__Task__:
Retype every line of the listing below word for word, leaving out the pictures.

[A block of data]

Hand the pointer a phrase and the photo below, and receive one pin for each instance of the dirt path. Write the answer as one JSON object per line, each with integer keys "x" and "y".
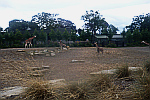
{"x": 14, "y": 65}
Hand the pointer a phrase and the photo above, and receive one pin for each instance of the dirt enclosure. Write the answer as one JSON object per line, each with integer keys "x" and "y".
{"x": 15, "y": 66}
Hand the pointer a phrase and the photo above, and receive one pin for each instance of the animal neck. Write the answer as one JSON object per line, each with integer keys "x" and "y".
{"x": 97, "y": 46}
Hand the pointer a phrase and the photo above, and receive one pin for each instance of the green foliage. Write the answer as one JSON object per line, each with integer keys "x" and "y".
{"x": 44, "y": 20}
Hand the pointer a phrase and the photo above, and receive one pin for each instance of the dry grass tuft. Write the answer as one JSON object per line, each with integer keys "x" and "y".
{"x": 40, "y": 91}
{"x": 123, "y": 71}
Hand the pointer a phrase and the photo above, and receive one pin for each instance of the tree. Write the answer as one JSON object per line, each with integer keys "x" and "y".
{"x": 45, "y": 20}
{"x": 66, "y": 24}
{"x": 20, "y": 25}
{"x": 59, "y": 35}
{"x": 94, "y": 21}
{"x": 145, "y": 35}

__Written response__:
Hand the pointer a phrase and the photo below, and receive one pin for each instance of the dirt path. Write the answer as one JSON object per line, each with integer keys "x" and "y".
{"x": 14, "y": 65}
Hand the pointer a phrase and the photo above, and receive one pin for each instance of the dirt enclosure. Write the answer as one JSON object per line, each with integer keys "x" and "y".
{"x": 15, "y": 66}
Hand the pointer a phrase and the photo above, and receive one pin for each instance of the animal neck. Write the answer as one JSON object per line, each with integer keys "x" and "y".
{"x": 97, "y": 46}
Hand the pointer a phrase and the photo above, and receive one pin for each instance of the green foliage. Write the answer as one JSON object per line, each with integer keys "x" and "y".
{"x": 44, "y": 20}
Hand the pointer a phrase and the photo above, and receive one pin for each instance of the dry grass tuft. Write the answer as one JSON object per line, each with integer keys "x" and "y".
{"x": 40, "y": 91}
{"x": 123, "y": 71}
Hand the pointer a phrase and the photo above, and receive one pin for each instance of the tree. Write the answer as one JSON object per line, each with integer keys "x" and "y".
{"x": 45, "y": 20}
{"x": 66, "y": 24}
{"x": 20, "y": 25}
{"x": 59, "y": 35}
{"x": 94, "y": 21}
{"x": 145, "y": 35}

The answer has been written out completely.